--- START OF SELECTION ---

Container Security & Advanced Topics¶
Container security is critical in production environments. This section covers security best practices, advanced networking, and enterprise-grade container management strategies.
Container Security Fundamentals¶
Container security requires a multi-layered approach covering images, runtime, orchestration, and infrastructure security.
Security Architecture Overview¶
flowchart TB
subgraph "Container Security Layers"
A[Infrastructure Security] --> B[Host OS Security]
B --> C[Container Runtime Security]
C --> D[Image Security]
D --> E[Application Security]
end
subgraph "Security Controls"
F[Image Scanning]
G[Runtime Protection]
H[Network Policies]
I[RBAC]
J[Secrets Management]
end
Image Security Best Practices¶
Secure Dockerfile Practices¶
# Use official base images with specific versions
FROM node:18-alpine3.17
# Create non-root user
RUN addgroup -g 1001 -S nodejs && \
adduser -S nextjs -u 1001
# Set working directory
WORKDIR /app
# Copy package files first (better layer caching)
COPY package*.json ./
# Install dependencies as root, then clean up
RUN npm ci --only=production && \
npm cache clean --force && \
rm -rf /tmp/* /var/cache/apk/*
# Copy application code
COPY --chown=nextjs:nodejs . .
# Switch to non-root user
USER nextjs
# Expose port (use non-privileged port)
EXPOSE 3000
# Use specific command (not shell form)
CMD ["npm", "start"]
# Health check
HEALTHCHECK --interval=30s --timeout=3s --start-period=5s --retries=3 \
CMD curl -f http://localhost:3000/health || exit 1
Multi-Stage Build for Security¶
# Build stage
FROM node:18-alpine AS builder
WORKDIR /app
COPY package*.json ./
RUN npm ci
COPY . .

--- END OF SELECTION ---

■ **EXERCISE DETAILS**
Answer these questions using the container security page above.
1. In the security architecture flowchart, which layer does Container Runtime Security point to?
2. Which port does the secure Dockerfile expose?
3. What name does the multi-stage build give its build stage?

--- START OF STORED ROWS ---

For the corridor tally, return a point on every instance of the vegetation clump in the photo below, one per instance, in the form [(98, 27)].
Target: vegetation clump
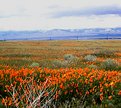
[(34, 64), (109, 64), (90, 58)]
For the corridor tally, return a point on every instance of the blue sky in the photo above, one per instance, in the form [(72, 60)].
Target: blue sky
[(59, 14)]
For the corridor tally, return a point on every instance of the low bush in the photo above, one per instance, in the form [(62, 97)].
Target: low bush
[(34, 64), (90, 58), (109, 64)]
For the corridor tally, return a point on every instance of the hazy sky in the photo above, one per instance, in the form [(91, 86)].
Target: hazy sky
[(64, 14)]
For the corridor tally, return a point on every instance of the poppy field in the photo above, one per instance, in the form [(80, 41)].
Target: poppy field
[(60, 74)]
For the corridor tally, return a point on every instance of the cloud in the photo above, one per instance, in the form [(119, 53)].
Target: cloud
[(88, 12), (51, 14)]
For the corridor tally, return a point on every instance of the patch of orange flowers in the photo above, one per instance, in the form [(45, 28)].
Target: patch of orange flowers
[(68, 81)]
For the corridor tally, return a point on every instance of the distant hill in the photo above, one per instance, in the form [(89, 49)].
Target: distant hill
[(96, 33)]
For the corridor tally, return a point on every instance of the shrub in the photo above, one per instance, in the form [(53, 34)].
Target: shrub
[(71, 60), (109, 64), (34, 64), (92, 66), (69, 57), (59, 64), (90, 58), (104, 53)]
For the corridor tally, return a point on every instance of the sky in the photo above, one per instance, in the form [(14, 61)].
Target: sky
[(59, 14)]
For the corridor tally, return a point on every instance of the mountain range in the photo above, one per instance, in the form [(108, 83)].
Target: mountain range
[(56, 34)]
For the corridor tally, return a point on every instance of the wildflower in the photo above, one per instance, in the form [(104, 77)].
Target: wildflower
[(109, 97)]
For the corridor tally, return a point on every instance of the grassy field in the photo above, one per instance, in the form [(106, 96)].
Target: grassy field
[(26, 52), (62, 74)]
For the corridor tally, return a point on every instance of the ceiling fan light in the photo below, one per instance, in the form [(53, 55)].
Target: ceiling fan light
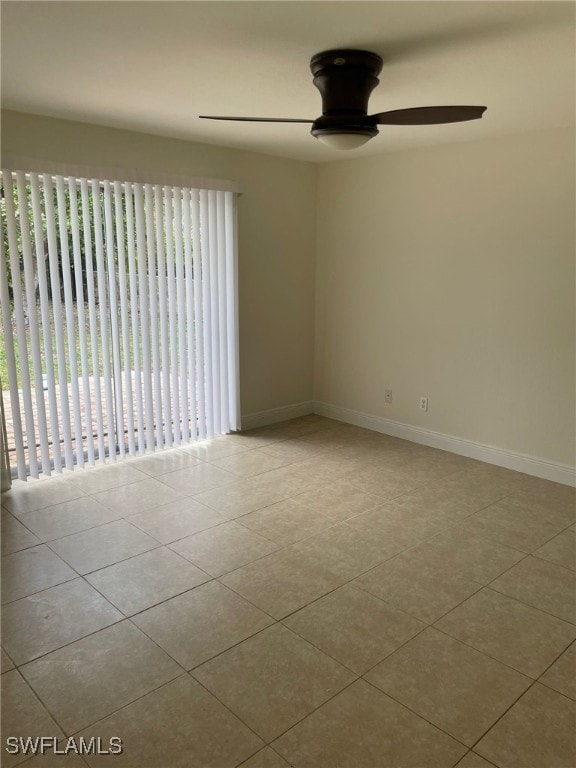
[(344, 140)]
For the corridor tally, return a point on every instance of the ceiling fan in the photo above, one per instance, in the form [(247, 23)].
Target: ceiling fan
[(345, 79)]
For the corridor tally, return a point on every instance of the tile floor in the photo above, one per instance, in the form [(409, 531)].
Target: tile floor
[(308, 594)]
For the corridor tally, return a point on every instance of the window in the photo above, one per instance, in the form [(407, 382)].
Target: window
[(119, 313)]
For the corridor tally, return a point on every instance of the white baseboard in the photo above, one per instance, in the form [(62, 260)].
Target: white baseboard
[(274, 415), (530, 465)]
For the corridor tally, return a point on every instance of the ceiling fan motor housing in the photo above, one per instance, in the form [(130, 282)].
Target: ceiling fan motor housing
[(345, 79)]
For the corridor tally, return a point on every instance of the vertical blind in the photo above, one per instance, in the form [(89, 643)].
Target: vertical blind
[(119, 313)]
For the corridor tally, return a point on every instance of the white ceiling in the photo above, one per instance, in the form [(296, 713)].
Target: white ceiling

--- END OF STORED ROWS ---

■ **COMPLETED TASK**
1. Image Security
2. 3000
3. builder